[[ Given records, beginning ]]
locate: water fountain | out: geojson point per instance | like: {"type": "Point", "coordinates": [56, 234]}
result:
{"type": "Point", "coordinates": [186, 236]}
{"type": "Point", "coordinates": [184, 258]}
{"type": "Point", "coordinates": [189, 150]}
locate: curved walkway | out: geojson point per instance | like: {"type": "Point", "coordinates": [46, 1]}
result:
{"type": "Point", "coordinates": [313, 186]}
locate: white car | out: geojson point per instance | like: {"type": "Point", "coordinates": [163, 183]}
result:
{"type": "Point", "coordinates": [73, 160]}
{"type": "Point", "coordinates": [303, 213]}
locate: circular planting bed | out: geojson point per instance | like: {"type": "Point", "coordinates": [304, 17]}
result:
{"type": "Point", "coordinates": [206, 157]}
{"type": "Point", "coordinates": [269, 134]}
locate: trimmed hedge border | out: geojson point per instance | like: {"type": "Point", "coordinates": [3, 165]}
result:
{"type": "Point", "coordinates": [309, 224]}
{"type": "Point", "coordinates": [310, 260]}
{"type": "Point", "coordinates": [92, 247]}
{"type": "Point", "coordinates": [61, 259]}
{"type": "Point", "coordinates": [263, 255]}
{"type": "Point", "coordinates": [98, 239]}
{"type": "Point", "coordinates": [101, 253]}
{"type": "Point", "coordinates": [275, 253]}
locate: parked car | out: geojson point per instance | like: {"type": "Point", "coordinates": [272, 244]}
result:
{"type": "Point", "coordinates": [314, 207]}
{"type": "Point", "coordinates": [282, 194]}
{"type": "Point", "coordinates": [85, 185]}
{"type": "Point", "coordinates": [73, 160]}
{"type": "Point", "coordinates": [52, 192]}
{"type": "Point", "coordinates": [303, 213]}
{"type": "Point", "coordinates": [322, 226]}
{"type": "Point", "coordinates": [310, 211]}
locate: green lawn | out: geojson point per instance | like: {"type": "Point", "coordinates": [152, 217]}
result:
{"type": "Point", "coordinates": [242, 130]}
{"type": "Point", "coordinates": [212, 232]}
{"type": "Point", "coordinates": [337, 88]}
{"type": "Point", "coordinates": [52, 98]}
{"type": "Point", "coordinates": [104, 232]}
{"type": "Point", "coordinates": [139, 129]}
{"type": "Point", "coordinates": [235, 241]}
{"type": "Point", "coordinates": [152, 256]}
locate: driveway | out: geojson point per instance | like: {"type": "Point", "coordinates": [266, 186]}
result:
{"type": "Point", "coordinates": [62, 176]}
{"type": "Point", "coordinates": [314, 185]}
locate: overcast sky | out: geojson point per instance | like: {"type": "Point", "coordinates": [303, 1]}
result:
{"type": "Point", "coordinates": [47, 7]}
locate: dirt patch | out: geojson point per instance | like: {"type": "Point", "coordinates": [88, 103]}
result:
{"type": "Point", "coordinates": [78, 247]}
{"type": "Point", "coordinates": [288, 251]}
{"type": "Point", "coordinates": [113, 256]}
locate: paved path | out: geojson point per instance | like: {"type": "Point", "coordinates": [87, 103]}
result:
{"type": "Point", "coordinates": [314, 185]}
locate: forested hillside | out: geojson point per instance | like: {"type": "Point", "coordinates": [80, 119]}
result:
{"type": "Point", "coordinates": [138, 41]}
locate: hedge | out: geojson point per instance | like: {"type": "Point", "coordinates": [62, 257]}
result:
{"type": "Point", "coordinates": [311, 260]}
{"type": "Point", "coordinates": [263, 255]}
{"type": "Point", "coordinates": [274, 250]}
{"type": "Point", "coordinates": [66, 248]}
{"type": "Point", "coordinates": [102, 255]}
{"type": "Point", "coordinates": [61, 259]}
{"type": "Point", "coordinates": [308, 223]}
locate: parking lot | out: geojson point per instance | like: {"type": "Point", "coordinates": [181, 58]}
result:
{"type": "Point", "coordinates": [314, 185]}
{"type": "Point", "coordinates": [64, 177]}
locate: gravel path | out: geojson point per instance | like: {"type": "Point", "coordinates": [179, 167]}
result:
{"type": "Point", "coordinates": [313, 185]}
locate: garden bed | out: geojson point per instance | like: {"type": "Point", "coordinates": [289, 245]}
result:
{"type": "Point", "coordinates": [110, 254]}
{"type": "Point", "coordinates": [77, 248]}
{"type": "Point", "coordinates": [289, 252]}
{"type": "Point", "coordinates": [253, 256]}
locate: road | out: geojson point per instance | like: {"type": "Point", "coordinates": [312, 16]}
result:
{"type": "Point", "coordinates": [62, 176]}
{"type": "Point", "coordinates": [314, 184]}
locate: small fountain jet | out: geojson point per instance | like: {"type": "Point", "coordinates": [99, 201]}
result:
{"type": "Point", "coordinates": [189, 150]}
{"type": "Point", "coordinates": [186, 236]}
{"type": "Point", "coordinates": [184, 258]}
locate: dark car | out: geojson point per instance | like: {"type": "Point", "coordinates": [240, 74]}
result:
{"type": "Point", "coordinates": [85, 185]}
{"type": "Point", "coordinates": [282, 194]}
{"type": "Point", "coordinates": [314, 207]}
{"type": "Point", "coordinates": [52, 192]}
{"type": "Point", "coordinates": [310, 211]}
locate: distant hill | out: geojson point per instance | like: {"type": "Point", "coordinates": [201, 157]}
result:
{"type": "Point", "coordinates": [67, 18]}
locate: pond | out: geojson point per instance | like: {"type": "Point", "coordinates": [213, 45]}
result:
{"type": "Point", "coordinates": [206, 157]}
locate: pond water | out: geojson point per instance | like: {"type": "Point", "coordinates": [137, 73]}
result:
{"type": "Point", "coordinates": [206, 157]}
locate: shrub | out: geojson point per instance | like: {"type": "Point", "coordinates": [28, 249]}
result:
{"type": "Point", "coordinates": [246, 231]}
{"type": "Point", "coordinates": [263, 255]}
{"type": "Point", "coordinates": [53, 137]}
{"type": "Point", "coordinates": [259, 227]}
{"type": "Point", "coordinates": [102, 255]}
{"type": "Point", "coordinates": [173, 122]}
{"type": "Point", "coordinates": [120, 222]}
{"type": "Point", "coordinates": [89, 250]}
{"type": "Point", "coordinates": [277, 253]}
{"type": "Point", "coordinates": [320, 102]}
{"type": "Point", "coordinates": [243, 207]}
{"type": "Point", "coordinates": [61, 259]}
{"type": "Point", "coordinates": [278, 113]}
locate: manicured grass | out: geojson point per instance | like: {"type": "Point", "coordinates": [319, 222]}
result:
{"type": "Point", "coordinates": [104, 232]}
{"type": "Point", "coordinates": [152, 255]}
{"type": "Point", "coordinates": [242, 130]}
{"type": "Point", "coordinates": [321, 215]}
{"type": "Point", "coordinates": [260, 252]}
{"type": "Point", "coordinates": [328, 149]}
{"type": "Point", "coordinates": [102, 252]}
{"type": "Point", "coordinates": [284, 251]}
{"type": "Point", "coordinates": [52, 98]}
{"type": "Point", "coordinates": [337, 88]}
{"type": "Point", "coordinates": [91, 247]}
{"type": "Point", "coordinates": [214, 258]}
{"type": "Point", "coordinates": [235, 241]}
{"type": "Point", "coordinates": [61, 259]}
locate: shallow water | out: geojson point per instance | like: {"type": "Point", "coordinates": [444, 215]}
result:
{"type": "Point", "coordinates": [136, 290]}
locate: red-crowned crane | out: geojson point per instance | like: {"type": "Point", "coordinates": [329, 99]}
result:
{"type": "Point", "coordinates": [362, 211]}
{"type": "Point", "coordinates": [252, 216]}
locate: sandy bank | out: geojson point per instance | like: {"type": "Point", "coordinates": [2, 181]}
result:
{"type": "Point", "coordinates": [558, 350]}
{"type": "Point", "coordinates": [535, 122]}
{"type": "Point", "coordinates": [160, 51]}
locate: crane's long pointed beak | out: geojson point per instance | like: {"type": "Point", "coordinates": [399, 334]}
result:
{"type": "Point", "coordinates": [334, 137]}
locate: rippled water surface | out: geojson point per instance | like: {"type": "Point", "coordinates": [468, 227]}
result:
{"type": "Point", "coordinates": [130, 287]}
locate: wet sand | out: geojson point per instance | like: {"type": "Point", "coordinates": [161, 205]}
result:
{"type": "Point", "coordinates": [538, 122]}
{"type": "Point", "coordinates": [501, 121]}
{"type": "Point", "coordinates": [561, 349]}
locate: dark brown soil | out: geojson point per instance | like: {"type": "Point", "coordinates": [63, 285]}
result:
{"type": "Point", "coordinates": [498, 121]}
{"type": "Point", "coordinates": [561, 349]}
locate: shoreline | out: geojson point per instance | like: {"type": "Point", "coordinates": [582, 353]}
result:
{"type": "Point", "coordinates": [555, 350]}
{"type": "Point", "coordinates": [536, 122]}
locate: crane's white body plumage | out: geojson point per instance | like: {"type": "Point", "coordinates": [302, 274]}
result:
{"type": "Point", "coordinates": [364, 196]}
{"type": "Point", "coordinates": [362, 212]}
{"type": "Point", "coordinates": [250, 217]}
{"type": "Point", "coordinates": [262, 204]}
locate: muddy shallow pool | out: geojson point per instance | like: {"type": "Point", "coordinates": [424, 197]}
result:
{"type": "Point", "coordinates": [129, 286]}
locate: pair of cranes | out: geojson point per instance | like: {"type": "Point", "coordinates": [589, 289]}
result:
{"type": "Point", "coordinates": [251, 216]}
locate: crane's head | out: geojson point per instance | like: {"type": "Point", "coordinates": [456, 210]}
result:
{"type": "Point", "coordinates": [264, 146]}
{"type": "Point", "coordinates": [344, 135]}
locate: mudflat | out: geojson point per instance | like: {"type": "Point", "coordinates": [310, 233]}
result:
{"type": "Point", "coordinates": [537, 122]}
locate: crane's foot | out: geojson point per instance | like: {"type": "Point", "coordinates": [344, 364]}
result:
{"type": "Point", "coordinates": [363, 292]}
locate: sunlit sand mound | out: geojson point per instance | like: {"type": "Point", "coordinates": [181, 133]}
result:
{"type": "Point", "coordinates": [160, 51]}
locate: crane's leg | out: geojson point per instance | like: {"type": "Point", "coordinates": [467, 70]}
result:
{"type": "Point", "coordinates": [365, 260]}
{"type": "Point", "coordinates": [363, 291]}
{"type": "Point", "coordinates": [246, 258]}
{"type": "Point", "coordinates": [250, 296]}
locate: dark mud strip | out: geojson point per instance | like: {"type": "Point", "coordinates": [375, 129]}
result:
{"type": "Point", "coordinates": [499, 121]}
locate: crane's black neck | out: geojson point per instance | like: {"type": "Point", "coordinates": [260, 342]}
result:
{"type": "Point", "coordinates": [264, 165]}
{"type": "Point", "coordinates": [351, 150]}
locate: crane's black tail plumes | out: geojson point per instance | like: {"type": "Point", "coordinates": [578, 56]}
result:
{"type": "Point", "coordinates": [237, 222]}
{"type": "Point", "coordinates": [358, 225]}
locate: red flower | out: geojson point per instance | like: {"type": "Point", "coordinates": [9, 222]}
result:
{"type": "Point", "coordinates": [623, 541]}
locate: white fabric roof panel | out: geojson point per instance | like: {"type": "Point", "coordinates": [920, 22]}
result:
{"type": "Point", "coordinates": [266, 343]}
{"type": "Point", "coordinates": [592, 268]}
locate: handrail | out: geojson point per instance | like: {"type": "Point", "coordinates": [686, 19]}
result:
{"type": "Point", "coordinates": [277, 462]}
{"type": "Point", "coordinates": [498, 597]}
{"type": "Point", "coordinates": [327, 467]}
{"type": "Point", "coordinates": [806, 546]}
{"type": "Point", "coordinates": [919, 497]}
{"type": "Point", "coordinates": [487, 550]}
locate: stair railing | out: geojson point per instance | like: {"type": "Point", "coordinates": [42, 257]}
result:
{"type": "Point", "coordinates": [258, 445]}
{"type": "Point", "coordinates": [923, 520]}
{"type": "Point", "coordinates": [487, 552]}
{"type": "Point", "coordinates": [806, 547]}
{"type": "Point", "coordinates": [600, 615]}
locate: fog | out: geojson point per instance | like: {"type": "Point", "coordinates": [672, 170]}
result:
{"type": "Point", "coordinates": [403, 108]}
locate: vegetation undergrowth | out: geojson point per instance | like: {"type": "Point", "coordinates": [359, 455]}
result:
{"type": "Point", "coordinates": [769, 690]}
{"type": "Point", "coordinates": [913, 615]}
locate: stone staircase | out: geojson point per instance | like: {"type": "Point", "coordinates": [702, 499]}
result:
[[ Given records, end ]]
### Exercise:
Find how many lines above include "black"; reply with the number only.

### Result for this task:
2